● **PROVIDED PASSAGE**:
•••••
ICSI Treatment In India
Intracytoplasmic sperm injection Treatment in india
ICSI (intracytoplasmic sperm injection) is a procedure that can be used as part of an IVF (in vitro fertilisation) treatment. It was introduced in 1992 and was welcomed as a breakthrough in fertility treatment where the problem is on the man’s side.
Since then ICSI has become the most successful technique in male infertility treatment, replacing other techniques such as SUZI (subzonal sperm insertion), which gave sperm a head start by injecting them through the outer layer of the egg.Approximately 10% of couples attempting their first pregnancy meet with failure. Most authorities define these patients as primarily infertile if they have been unable to achieve a pregnancy after one year of unprotected intercourse.
How it’s done As with standard IVF treatment, the woman will be given fertility drugs to stimulate her ovaries to develop several mature eggs for fertilisation. (Women normally release only one egg a month.) Once the eggs are ready, the man and the woman undergo separate procedures.
The man may produce a sperm sample himself by masturbating into a cup, but if there is no sperm in his semen, doctors can retrieve sperm from the man. In most cases the sperm is extracted with a needle from a testicle under anaesthetic.
•••••
[Excerpts from a dataset]
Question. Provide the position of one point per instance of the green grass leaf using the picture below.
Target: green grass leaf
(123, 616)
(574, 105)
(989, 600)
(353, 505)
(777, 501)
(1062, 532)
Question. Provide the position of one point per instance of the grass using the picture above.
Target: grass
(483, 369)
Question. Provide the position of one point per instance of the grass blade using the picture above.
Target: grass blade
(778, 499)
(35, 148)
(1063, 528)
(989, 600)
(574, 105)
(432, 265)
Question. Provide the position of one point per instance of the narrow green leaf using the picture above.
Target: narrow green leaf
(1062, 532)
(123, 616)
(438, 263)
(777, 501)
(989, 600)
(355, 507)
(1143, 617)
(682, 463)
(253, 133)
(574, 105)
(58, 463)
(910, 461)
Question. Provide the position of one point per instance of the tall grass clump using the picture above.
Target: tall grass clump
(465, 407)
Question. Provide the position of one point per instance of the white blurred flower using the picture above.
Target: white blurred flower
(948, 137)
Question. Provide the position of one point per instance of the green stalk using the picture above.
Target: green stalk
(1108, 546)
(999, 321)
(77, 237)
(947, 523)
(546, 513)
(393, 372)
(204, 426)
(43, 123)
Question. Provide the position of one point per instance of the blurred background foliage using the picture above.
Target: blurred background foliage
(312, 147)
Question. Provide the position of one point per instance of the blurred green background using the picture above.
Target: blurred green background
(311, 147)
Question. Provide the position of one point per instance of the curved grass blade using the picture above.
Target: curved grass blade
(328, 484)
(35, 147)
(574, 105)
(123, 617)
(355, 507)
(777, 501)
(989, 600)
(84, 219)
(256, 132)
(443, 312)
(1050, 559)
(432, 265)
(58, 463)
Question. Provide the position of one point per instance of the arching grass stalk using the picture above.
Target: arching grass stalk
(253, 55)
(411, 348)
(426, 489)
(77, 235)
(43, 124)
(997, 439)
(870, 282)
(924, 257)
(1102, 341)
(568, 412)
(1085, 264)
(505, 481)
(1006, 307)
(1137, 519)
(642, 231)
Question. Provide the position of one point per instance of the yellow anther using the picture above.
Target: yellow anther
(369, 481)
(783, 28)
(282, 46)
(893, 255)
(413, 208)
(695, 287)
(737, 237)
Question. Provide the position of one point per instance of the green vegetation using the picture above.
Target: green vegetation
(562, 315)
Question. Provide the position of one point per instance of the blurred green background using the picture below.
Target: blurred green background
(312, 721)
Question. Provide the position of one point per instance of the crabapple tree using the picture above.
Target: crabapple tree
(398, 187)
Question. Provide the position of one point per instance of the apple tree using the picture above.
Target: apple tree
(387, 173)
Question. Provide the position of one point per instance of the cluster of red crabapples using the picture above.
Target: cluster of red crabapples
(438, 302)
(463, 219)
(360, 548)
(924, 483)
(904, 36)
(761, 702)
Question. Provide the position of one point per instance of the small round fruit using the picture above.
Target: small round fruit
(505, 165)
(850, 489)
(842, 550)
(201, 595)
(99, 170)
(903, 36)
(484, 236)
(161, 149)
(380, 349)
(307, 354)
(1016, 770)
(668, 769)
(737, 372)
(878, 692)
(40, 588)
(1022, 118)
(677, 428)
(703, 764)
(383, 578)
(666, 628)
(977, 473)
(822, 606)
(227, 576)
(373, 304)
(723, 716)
•••••
Pick up the text on ICSI treatment in India after its last sentence and keep writing it.

If this doesn’t remove enough sperm, the doctor will take a biopsy of testicular tissue, which sometimes has sperm attached. This procedure is called testicular sperm extraction (TESE). It’s sometimes done before the treatment cycle begins, and the retrieved sperms are frozen.
After giving the woman a local anaesthetic, the doctor will remove her eggs using a fine, hollow needle. (An ultrasound helps the doctor locate the eggs.) A lab technician then isolates individual sperm and injects them into individual eggs. Two days later the fertilised eggs become balls of cells called embryos.
The procedure then follows the same steps as in IVF. The doctor transplants one or two embryos into the woman’s uterus through her cervix using a thin catheter. A maximum of three embryos can be transferred if the woman is over 40 years old and is using her own eggs, one or two if she is using donor eggs. Extra embryos, if there are any, may be frozen in case this cycle isn’t successful.
One embryo may attach to the uterine wall and continue to grow. After about two weeks, the woman can take a pregnancy test.